[Rows of box annotation data]
◇ ◇ ◇ ◇

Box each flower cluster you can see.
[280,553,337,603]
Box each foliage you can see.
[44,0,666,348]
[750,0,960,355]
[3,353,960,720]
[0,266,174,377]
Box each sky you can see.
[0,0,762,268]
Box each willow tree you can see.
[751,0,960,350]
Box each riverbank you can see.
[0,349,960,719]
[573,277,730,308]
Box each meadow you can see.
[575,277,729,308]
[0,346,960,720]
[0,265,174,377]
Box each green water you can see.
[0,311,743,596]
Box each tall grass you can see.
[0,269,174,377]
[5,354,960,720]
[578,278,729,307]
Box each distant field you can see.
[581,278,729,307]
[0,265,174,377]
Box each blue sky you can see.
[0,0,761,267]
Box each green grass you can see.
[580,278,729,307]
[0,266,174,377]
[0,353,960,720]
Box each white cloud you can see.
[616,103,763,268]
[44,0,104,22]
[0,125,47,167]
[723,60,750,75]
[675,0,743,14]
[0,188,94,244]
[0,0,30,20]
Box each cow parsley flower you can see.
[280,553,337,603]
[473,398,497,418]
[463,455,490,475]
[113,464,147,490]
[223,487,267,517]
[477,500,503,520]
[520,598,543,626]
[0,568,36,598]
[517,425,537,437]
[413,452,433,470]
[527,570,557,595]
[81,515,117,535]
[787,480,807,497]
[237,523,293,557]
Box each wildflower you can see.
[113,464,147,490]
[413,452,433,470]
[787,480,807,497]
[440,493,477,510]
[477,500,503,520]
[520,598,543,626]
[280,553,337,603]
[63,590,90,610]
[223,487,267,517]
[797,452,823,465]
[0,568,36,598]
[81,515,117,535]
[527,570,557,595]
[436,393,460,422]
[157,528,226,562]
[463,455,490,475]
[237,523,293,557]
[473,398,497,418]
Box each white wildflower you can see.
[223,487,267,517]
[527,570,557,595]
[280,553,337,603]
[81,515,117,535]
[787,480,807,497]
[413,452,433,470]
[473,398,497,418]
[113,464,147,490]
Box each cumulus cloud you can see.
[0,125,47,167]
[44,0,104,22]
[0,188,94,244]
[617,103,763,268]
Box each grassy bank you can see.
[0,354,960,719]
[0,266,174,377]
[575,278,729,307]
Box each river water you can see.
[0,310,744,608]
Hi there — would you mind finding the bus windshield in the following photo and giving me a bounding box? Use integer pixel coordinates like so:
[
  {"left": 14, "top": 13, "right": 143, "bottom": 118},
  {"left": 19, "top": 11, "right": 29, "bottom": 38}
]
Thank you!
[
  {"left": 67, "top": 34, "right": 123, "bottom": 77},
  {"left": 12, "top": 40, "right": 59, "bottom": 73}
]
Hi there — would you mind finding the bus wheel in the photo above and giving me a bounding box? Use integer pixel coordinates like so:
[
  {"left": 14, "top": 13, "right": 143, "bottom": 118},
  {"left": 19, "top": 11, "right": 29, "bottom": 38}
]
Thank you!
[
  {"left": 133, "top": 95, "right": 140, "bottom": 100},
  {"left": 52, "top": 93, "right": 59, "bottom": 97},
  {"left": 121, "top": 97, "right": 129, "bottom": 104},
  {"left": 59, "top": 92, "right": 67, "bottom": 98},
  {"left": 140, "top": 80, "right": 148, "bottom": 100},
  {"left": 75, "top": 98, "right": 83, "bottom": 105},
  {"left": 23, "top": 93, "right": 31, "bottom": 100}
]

◇ ◇ ◇ ◇

DESCRIPTION OF THE TASK: Pick out every line in the records above that contains the string "coordinates", matching its case exactly.

CORRECT ANSWER:
Hi there — would you mind finding the bus windshield in the following photo and giving me a bounding box? Use integer pixel coordinates like so:
Hi there — would you mind finding the bus wheel in the photo above and giving me a bounding box? Use integer pixel coordinates like so:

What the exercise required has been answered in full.